PAGE TEXT -
Teenager’s grade best in post-war UP
MANILA, Philippines—When he addresses fellow graduates of the University of the Philippines (UP) in Diliman, Quezon City, this Sunday, John Gabriel Pelias, 19, knows that he is living proof that poverty is not an obstacle to dreaming and earning a degree in mathematics.
The teenager will be graduating summa cum laude with a general weighted average (GWA) of 1.016, which appears to be the highest garnered in UP history after World War II.
Pelias, who has no “family income” to speak of as he and his grandmother live on their meager savings, said he never considered poverty a hindrance to doing his best.
His is an inspiring story of how a poor boy once dreamed of making it to the premier university and ended up setting an academic record.
Pelias graduated high school valedictorian on a scholarship from the National College for Business and Arts. He took only two entrance exams at UP and Technological University of the Philippines. The former was obviously his choice and he enrolled in 2007 as a BS Math student.
Only child, scholarship
An only child, Pelias supported himself with scholarships as his Lola Sandra had no job and only savings to get them by.
“I live with my lola in Quezon City and we have no family income, technically. I believe that kind of background reinforced the character I have now,” he said in a phone interview.
Clarifying an online report, he said he did not walk to school to save on money, though he would sometimes walk around the campus for different reasons.
“I took the jeepney to school naman. But sometimes if the Ikot jeep takes too long, I’d walk to the buildings if it’s near. Or I walk if I’m annoyed,” Pelias said, laughing.
The summa cum laude graduate was chosen to deliver the valedictory address both at the college and university commencement rites because of his feat.
Jose Wendell Capili, assistant vice president for alumni relations, first posted Pelias’ achievement on Facebook on Sunday, claiming the boy beat a 1948 record by professor Emerenciana Yuvienco Arcellana who graduated with a GWA of 1.193.
“He (Pelias) has unwavering focus, maturity beyond his years and he is not difficult to get along with,” Capili said in an interview.
Mistaken for freshman
University registrar Pamela Constantino said she mistook Pelias for a freshman when UP officials were choosing from among the summa cum laude students who would deliver the valedictory address.
“He looked so young, so I thought he was a freshman,” Constantino said.
One of Pelias’ mentors, the associate dean for student affairs, Marian Roque of the College of Science recalled that she came to know Pelias upon hearing of a student who always got a 1.0, the highest grade, in all his subjects upon entering UP in 2007.
“He was my student in a math subject. We began from there. He’s not shy, actually very makulit. And very diligent as well and a very nice kid,” the professor said of the teenager.
His math solutions were always “very clear, very thorough, and very complete,” Roque added.
Pelias counts among his other mentors Institute of Mathematics director Joey Balmaceda, professor Fidel Nemenzo and his father, former UP president Francisco Nemenzo, and professor Noli Reyes.
Even with the age gap, Pelias said he had no problem relating with them and his teachers came to know him because he was “performing so well” in their classes.
He, however, acknowledged that he was unable to get the coveted 1.0 in three subjects—English 1, Filipino 40, and a math subject. He only got 1.25 in the courses, but his final GWA turned out to be 1.016.
Not grade conscious
Pelias did not see himself as a “grade conscious” student in the sense that he was not the type who would do anything just to get a high grade.

GIVEN INFORMATION -
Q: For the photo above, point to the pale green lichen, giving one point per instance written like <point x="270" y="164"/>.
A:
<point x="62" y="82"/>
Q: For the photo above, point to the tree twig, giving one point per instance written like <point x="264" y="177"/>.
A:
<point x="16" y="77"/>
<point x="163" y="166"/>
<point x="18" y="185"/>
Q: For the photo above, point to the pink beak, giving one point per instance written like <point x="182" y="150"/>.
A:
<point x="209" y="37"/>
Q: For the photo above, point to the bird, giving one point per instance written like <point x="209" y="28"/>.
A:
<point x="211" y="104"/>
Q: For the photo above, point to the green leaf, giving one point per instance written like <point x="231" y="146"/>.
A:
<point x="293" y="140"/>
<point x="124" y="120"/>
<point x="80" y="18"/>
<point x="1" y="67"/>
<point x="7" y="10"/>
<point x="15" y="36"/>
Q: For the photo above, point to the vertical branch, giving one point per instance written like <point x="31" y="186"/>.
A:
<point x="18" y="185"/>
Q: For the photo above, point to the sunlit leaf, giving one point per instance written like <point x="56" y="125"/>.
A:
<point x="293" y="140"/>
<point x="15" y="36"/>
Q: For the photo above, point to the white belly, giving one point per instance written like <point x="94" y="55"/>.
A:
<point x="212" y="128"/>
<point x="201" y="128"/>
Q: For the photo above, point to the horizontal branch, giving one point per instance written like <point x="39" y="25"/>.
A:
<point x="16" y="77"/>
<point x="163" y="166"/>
---
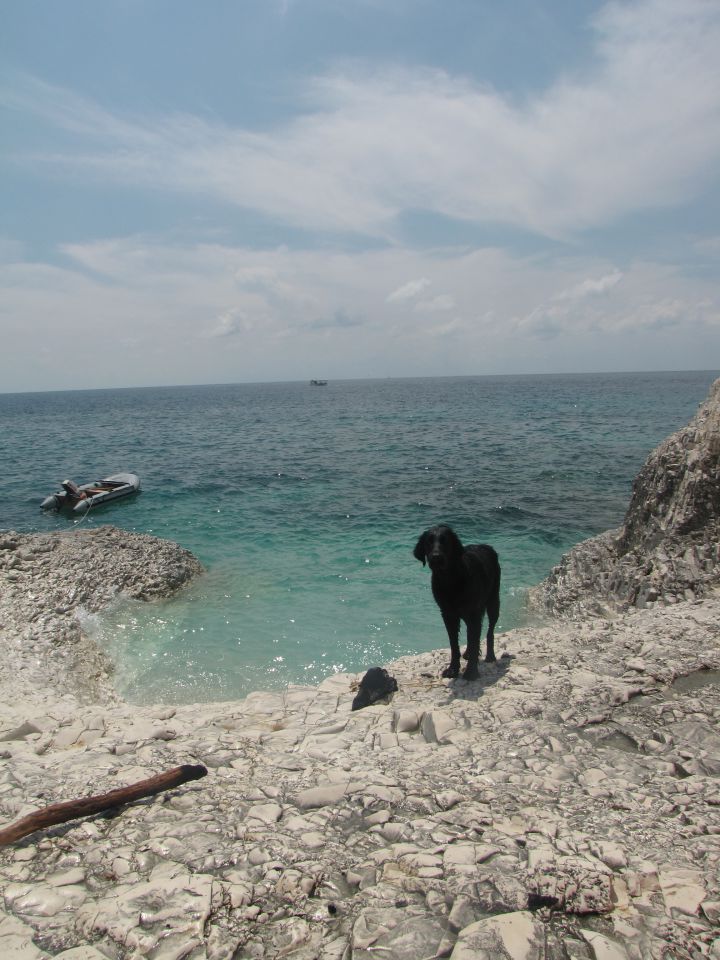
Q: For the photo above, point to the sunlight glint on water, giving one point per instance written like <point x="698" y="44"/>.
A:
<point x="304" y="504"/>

GIVEN PROBLEM A -
Please transcribe the Pelias article word for word, beginning at "Pelias counts among" and ending after "in their classes.".
GIVEN PROBLEM B -
List every person the Pelias article names as one of Pelias's mentors.

EXPECTED OUTPUT A -
Pelias counts among his other mentors Institute of Mathematics director Joey Balmaceda, professor Fidel Nemenzo and his father, former UP president Francisco Nemenzo, and professor Noli Reyes.
Even with the age gap, Pelias said he had no problem relating with them and his teachers came to know him because he was “performing so well” in their classes.

EXPECTED OUTPUT B -
Marian Roque
Joey Balmaceda
Fidel Nemenzo
Francisco Nemenzo
Noli Reyes